**What to work on:** Copy all of the records below verbatim.

:: Exercise material

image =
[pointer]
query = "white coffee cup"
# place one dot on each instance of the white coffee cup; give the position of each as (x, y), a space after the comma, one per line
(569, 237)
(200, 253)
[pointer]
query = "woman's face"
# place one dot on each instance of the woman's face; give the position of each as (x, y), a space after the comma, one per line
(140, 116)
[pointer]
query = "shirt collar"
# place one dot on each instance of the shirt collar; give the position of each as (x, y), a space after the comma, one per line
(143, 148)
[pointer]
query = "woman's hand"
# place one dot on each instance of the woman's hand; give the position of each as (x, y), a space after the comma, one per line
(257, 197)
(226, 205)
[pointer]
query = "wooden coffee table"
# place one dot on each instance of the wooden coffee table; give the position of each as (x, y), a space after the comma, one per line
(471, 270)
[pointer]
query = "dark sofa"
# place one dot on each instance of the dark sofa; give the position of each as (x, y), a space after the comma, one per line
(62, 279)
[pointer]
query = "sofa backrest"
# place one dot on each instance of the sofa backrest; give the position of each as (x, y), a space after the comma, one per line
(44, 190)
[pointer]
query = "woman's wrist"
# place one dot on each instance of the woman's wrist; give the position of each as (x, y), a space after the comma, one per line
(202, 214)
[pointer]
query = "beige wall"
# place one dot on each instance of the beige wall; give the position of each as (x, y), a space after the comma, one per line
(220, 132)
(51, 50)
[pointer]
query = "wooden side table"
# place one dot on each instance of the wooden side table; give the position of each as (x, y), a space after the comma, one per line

::::

**Complete output:**
image =
[pointer]
query = "white coffee cup"
# place one dot on each instance of the white coffee cup; give the position of each as (x, y), a space after the comma, one per line
(569, 237)
(200, 253)
[pointer]
query = "woman's face"
# place one dot on each instance of the woman's face; give the position of each as (x, y), a space after the comma, one per line
(140, 116)
[pointer]
query = "shirt collar"
# place one dot on each instance of the shirt collar; give the position of each as (x, y), a space after the comma, one per line
(143, 148)
[pointer]
query = "woman's hand"
# place one dot on each instance of the woman's hand; give the position of each as (x, y), a space after the comma, one per line
(257, 197)
(226, 205)
[pointer]
query = "wooden coffee table"
# place one dot on each instance of the wooden coffee table; give the position of each as (x, y), a space after the comma, one per line
(471, 270)
[pointer]
query = "dark sofa"
# place one dot on each instance of the dark sofa; give the position of each as (x, y), a space after the comma, one per line
(62, 279)
[pointer]
query = "sofa backrest"
# place one dot on each instance of the sofa backrest; give the position of each as (x, y), a space after the comma, one per line
(44, 190)
[pointer]
query = "woman's wrist"
# place one dot on each instance of the woman's wrist; give the position of each as (x, y), a space after the comma, one per line
(202, 214)
[pointer]
query = "beige wall"
# place one dot on each instance of the beige wall; give the position of each as (x, y), a space after the comma, one per line
(220, 132)
(51, 50)
[pointer]
query = "wooden side table"
# place one dot on each instance of the wooden side table; give the position of each as (x, y), a space after the comma, one per line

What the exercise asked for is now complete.